*** Opening DATA SHOWN ***

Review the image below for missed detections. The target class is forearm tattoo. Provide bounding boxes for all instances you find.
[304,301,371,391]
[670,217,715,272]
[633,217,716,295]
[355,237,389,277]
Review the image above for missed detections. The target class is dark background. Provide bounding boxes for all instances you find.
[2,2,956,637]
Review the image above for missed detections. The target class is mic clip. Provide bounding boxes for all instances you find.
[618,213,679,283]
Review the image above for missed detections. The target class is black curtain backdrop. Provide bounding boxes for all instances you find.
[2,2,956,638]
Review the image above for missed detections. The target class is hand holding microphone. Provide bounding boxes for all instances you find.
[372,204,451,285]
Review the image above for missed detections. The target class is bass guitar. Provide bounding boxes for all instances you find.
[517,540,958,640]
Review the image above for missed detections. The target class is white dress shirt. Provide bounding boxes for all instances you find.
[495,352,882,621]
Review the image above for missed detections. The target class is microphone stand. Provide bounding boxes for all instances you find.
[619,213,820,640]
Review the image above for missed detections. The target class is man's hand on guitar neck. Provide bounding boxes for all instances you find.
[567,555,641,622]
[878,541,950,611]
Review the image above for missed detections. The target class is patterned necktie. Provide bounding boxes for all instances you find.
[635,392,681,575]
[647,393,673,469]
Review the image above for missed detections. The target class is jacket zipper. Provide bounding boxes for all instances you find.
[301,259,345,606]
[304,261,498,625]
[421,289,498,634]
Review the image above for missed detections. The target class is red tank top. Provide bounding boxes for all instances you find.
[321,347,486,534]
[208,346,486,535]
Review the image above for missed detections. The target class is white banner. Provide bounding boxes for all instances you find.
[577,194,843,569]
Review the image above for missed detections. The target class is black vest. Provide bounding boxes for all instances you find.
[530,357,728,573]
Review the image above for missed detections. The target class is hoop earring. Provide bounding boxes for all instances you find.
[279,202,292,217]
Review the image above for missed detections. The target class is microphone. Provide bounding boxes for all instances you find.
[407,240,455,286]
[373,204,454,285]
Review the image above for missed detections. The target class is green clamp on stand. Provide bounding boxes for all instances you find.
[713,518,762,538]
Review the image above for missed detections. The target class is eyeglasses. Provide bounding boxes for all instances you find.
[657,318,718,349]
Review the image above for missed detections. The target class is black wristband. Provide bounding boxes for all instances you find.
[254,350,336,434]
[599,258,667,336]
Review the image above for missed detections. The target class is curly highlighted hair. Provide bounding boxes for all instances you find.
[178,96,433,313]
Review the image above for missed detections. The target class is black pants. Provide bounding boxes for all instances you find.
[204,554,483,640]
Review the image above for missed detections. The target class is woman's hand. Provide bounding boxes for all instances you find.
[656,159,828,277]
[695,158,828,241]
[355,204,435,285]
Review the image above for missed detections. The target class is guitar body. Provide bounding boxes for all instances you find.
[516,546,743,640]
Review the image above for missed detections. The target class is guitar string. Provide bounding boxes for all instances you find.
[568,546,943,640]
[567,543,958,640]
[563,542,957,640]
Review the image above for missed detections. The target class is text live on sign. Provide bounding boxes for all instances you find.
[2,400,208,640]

*** Closing DATA SHOWN ***

REQUIRED WORK: Reproduce the records word for word.

RESPONSE BELOW:
Review the image below for missed detections. The target class is forearm tattoo. Provide bounding boxes for all instances you find.
[304,301,371,391]
[670,217,715,272]
[633,217,716,295]
[355,237,389,277]
Review the image above for missed detections. The target class is dark background. Provide bounding boxes for all instances you find.
[2,2,956,637]
Review the image above for missed detections. The target class is mic clip. Provide bounding boxes for all instances you find.
[618,213,679,283]
Review the image above for missed detections. The target class is black curtain backdrop. Provide bounding boxes for all instances you find.
[2,2,956,638]
Review the image above for missed detections. The target class is hand holding microphone. Provide bounding boxes for all instances you find.
[372,204,451,285]
Review the image above for missed detections. The target class is bass guitar. Provide bounding boxes for all instances you find.
[517,540,958,640]
Review the image above for missed detections. The target class is white dress shirt. Provide bounding boxes for all instances you find.
[495,352,882,621]
Review the image above for missed detections. The target class is microphone stand. Provide bounding boxes for all instances you find.
[619,213,820,640]
Review the image above for missed detections. The target class is man's hand on guitar neck. Provide bounding boxes for all instances you find.
[567,555,641,622]
[878,541,950,611]
Review the image above for missed detections. The target class is patterned necktie. Provide bounding boxes for all instances you find.
[635,392,681,575]
[647,393,673,469]
Review the image above for missed detections. The target class is jacket zipper. Provide bounding boxes for all instances you find.
[301,259,345,606]
[304,261,498,625]
[421,289,498,634]
Review the image above for missed detections. The target class is red tank top. Provide bounding boxes for all instances you find.
[321,347,486,534]
[208,346,486,535]
Review the image above for missed detections. The target class is white banner. Provide bounding boxes for all instances you find.
[577,194,843,569]
Review the image above for missed detections. The target class is black vest. Provide bounding boxes for all instances you find.
[530,357,728,573]
Review the image above for missed detections. The target class is hoop earring. Provide bounding boxes for all instances you find.
[279,202,292,217]
Review the image above for missed detections. The target class is microphone. Provide bounding boxes for all instances you find.
[407,240,455,286]
[373,204,454,285]
Review the image above for missed detections. The target class is green clamp on stand. Provide bounding boxes for all instances you find.
[713,518,762,538]
Review the image above for missed detections. The target class is eyeglasses. Provide bounding boxes for all instances you find.
[657,318,718,349]
Review the image above for missed detections. The target class is black wristband. Provide bounding boxes for all instances you find.
[254,350,336,434]
[599,258,667,336]
Review the image above for missed detections. The target class is curly highlighted hair. Provide bounding boxes for all instances you find.
[178,96,433,313]
Review the image above for missed detections. The target class is black pants. Provide bounding boxes for all instances you find.
[204,554,483,640]
Review the image above for missed detections. The target class is woman's hand. Provide bounding boxes for all instances you find.
[656,159,828,277]
[695,158,828,241]
[355,204,435,285]
Review the image above for missed detections. The target class is guitar body. Provide bounding boxes for all instances you find.
[516,546,743,640]
Review the image above for missed detections. The target class is guitar string. Provide bounding boxes for all instances you find.
[568,546,943,640]
[567,543,958,640]
[563,542,957,640]
Review the image above for missed detections. The target class is text live on sign. Provide bounding boxes for all instances you find.
[2,400,208,640]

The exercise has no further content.